* [TEXTE DE L'EXERCICE]

____________

Le train de la transition burkinabè lancée depuis quelques jours est peut-être en train d’atteindre sa vitesse de croisière plus tôt que prévu. Mais les passagers qu’il a embarqués depuis le mois passé, étaient quelque peu désorientés. Les attaques terroristes qui endeuillaient constamment le Burkina Faso depuis plus des 7 ans qu’ont duré le mandat de Roch Marc Christian Kaboré, sont toujours d’actualité. Pire, elles avaient visiblement pris de l’ampleur comme un pied-de-nez des assaillants aux militaires qui ont pris le pouvoir. Une recrudescence qui a coïncidé avec la réarticulation de la Force française Barkhane et de celle européenne Takuba, contraintes de quitter le Mali voisin.
Pourtant, le putsch du nouvel homme fort de Ouagadougou, le lieutenant-colonel Paul-Henri Sandaogo Damiba, était la conséquence de l’incapacité du régime déchu à trouver des réponses adéquates à la crise insécuritaire qui a fait de nombreux morts, plus du million de déplacés dans leur propre pays et rendu la destination Burkina dangereuse. Les attentes des Burkinabè sont donc aiguës et les nouvelles autorités sont conscientes qu’ils ne bénéficieront d’aucun état de grâce.

____________

* [ENREGISTREMENTS EXTRAITS]
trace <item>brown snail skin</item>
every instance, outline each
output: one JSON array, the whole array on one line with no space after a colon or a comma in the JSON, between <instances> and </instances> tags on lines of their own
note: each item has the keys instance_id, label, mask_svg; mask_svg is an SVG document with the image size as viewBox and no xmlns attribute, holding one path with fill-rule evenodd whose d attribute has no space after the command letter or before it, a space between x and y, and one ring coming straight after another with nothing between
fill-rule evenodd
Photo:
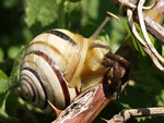
<instances>
[{"instance_id":1,"label":"brown snail skin","mask_svg":"<svg viewBox=\"0 0 164 123\"><path fill-rule=\"evenodd\" d=\"M21 65L23 97L44 112L52 111L47 100L65 109L81 91L101 82L107 70L102 65L107 52L107 45L94 35L84 38L67 29L52 29L36 36Z\"/></svg>"},{"instance_id":2,"label":"brown snail skin","mask_svg":"<svg viewBox=\"0 0 164 123\"><path fill-rule=\"evenodd\" d=\"M79 94L102 83L106 75L107 79L113 76L114 83L108 87L112 90L121 81L125 83L129 72L121 79L120 67L129 71L129 62L109 53L107 44L95 39L108 20L90 38L67 29L36 36L22 61L20 88L23 97L49 113L52 112L50 104L63 110ZM108 67L113 67L112 73Z\"/></svg>"}]
</instances>

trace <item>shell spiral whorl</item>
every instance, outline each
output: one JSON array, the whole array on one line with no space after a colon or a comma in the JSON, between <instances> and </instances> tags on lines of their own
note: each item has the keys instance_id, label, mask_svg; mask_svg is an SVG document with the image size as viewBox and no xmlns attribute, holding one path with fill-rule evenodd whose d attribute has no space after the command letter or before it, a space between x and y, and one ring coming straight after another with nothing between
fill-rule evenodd
<instances>
[{"instance_id":1,"label":"shell spiral whorl","mask_svg":"<svg viewBox=\"0 0 164 123\"><path fill-rule=\"evenodd\" d=\"M34 38L26 50L21 90L26 100L45 112L51 112L47 100L57 109L65 109L79 95L68 83L81 71L87 44L73 37L74 34L65 29L46 32Z\"/></svg>"}]
</instances>

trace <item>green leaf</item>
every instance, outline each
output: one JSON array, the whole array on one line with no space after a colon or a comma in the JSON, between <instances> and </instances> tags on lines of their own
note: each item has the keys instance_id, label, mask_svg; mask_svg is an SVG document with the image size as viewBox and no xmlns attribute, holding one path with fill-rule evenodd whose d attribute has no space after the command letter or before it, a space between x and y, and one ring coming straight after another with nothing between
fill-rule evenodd
<instances>
[{"instance_id":1,"label":"green leaf","mask_svg":"<svg viewBox=\"0 0 164 123\"><path fill-rule=\"evenodd\" d=\"M3 5L4 8L9 9L17 5L19 2L20 2L19 0L3 0Z\"/></svg>"},{"instance_id":2,"label":"green leaf","mask_svg":"<svg viewBox=\"0 0 164 123\"><path fill-rule=\"evenodd\" d=\"M57 9L56 0L26 0L25 22L30 27L34 24L47 26L57 21Z\"/></svg>"},{"instance_id":3,"label":"green leaf","mask_svg":"<svg viewBox=\"0 0 164 123\"><path fill-rule=\"evenodd\" d=\"M0 95L7 91L8 86L9 86L8 76L2 70L0 70Z\"/></svg>"},{"instance_id":4,"label":"green leaf","mask_svg":"<svg viewBox=\"0 0 164 123\"><path fill-rule=\"evenodd\" d=\"M69 1L69 2L78 2L78 1L81 1L81 0L66 0L66 1Z\"/></svg>"},{"instance_id":5,"label":"green leaf","mask_svg":"<svg viewBox=\"0 0 164 123\"><path fill-rule=\"evenodd\" d=\"M3 58L4 58L4 53L3 53L2 48L0 48L0 62L3 61Z\"/></svg>"},{"instance_id":6,"label":"green leaf","mask_svg":"<svg viewBox=\"0 0 164 123\"><path fill-rule=\"evenodd\" d=\"M7 97L8 97L8 94L3 94L3 95L0 95L0 121L2 121L2 119L7 119L9 115L7 114L5 112L5 100L7 100Z\"/></svg>"}]
</instances>

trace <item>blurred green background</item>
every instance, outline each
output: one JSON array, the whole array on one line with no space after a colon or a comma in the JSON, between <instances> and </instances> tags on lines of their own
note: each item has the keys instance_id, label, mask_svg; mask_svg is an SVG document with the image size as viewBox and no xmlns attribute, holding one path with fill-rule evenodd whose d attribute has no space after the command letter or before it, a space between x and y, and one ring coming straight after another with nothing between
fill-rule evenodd
<instances>
[{"instance_id":1,"label":"blurred green background","mask_svg":"<svg viewBox=\"0 0 164 123\"><path fill-rule=\"evenodd\" d=\"M36 35L51 28L67 28L90 37L107 16L117 15L118 8L109 0L1 0L0 1L0 123L50 123L55 116L34 111L15 93L23 46ZM113 52L126 40L126 27L112 19L98 38L106 40ZM161 48L160 48L161 49ZM99 118L110 119L121 109L164 106L164 74L143 56L132 70L127 96L109 103ZM127 123L163 123L164 118L140 118Z\"/></svg>"}]
</instances>

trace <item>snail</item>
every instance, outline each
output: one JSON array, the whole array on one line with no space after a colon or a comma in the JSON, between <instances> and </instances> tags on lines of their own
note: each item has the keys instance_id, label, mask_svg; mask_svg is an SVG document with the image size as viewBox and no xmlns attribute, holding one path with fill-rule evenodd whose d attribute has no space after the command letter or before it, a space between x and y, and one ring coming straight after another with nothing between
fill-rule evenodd
<instances>
[{"instance_id":1,"label":"snail","mask_svg":"<svg viewBox=\"0 0 164 123\"><path fill-rule=\"evenodd\" d=\"M90 38L58 28L36 36L21 64L23 97L49 113L48 101L63 110L80 93L99 83L108 69L102 61L109 48L95 38L108 20Z\"/></svg>"}]
</instances>

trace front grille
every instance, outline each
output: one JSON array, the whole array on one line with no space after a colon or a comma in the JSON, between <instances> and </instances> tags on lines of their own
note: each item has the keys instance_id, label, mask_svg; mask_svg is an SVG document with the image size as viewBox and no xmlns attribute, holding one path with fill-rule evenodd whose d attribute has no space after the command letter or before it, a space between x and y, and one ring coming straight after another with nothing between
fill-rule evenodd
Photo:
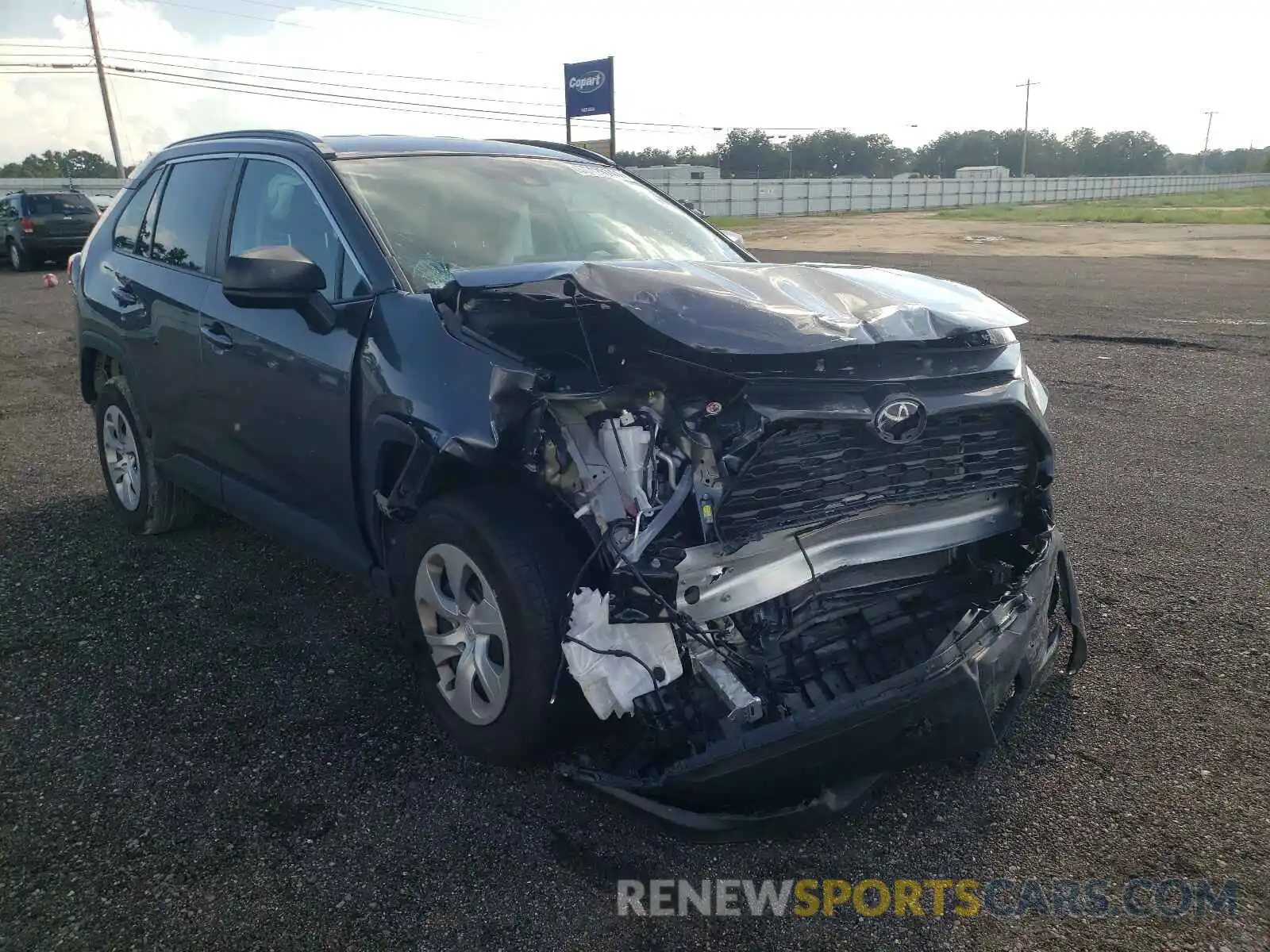
<instances>
[{"instance_id":1,"label":"front grille","mask_svg":"<svg viewBox=\"0 0 1270 952\"><path fill-rule=\"evenodd\" d=\"M822 597L771 646L768 678L791 711L819 707L930 660L969 608L1003 590L989 571L961 567Z\"/></svg>"},{"instance_id":2,"label":"front grille","mask_svg":"<svg viewBox=\"0 0 1270 952\"><path fill-rule=\"evenodd\" d=\"M881 442L862 420L795 420L763 438L719 506L724 539L879 505L1015 489L1034 479L1033 425L1008 406L933 414L921 439Z\"/></svg>"}]
</instances>

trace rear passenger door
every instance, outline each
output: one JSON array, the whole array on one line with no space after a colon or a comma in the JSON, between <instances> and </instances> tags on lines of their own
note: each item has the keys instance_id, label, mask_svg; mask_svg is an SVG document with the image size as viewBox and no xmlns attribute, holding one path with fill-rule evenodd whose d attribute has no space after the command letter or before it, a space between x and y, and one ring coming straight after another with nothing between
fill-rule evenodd
<instances>
[{"instance_id":1,"label":"rear passenger door","mask_svg":"<svg viewBox=\"0 0 1270 952\"><path fill-rule=\"evenodd\" d=\"M282 159L245 156L226 232L226 255L290 245L316 263L338 320L320 331L298 311L208 293L199 411L225 505L361 571L352 369L370 287L307 175Z\"/></svg>"},{"instance_id":2,"label":"rear passenger door","mask_svg":"<svg viewBox=\"0 0 1270 952\"><path fill-rule=\"evenodd\" d=\"M127 374L154 429L156 463L212 498L220 480L207 465L194 413L199 315L212 288L208 272L232 166L231 157L198 157L156 171L154 187L144 183L119 216L104 264L104 303L124 339Z\"/></svg>"}]
</instances>

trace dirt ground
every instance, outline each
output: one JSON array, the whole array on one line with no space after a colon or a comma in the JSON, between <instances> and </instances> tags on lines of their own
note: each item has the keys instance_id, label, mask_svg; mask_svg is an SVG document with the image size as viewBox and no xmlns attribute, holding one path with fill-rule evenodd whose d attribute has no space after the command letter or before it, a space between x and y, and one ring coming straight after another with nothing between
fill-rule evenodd
<instances>
[{"instance_id":1,"label":"dirt ground","mask_svg":"<svg viewBox=\"0 0 1270 952\"><path fill-rule=\"evenodd\" d=\"M1270 947L1270 264L850 259L1031 319L1091 658L978 769L725 847L456 754L386 607L262 533L123 533L66 288L0 272L0 949ZM622 877L1001 877L1012 902L1025 878L1210 878L1238 904L631 919Z\"/></svg>"},{"instance_id":2,"label":"dirt ground","mask_svg":"<svg viewBox=\"0 0 1270 952\"><path fill-rule=\"evenodd\" d=\"M959 221L925 212L773 218L740 228L761 251L1270 260L1270 225ZM804 256L803 260L806 260Z\"/></svg>"}]
</instances>

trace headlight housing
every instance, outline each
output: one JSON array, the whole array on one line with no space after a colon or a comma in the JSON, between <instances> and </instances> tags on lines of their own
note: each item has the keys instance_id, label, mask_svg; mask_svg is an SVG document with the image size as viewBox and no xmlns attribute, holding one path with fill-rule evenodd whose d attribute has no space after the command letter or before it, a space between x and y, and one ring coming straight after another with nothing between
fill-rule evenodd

____________

* [ACTIVITÉS]
1 - D'après le texte sur la transition burkinabè, qui est le nouvel homme fort de Ouagadougou ?
2 - Poursuivez le texte sur la transition burkinabè après sa dernière phrase.
Les enregistrements ne jouent aucun rôle dans cet exercice.

* [RÉPONSES AUX ACTIVITÉS]
1 - Le lieutenant-colonel Paul-Henri Sandaogo Damiba.

2 -
Dans cette transition à laquelle des assises nationales ont accordé une durée de vie de 36 mois, sous l’œil encore circonspect de la Communauté économique des Etats de l’Afrique de l’ouest (CEDEAO), il fallait rassurer des populations désemparées et meurtries, habituées à supporter les communiqués des «trois jours de deuil» suite aux «attaques des hommes armés non identifiés». Mettant à profit son adresse à la nation de ce vendredi 1er avril, alors que nombre de ses concitoyens essayaient encore de digérer leurs poissons d’Avril, ces tours parfois très salés inhérents à ce jour particulier de l’année, le président du Faso a essayer de trouver les mots justes pour redonner confiance aux Burkinabè.
Tout en annonçant des mesures fortes pour le redressement d’un navire qui a littéralement coulé et ne sera donc pas facile à remettre à flots, il a donné à son peuple, un rendez-vous ferme dans cinq mois pour évaluer la situation. Ce lundi, c’était au tour du Premier ministre de se retrouver face aux membres de l’Assemblée législative de Transition, pour présenter la feuille de route de la…Transition.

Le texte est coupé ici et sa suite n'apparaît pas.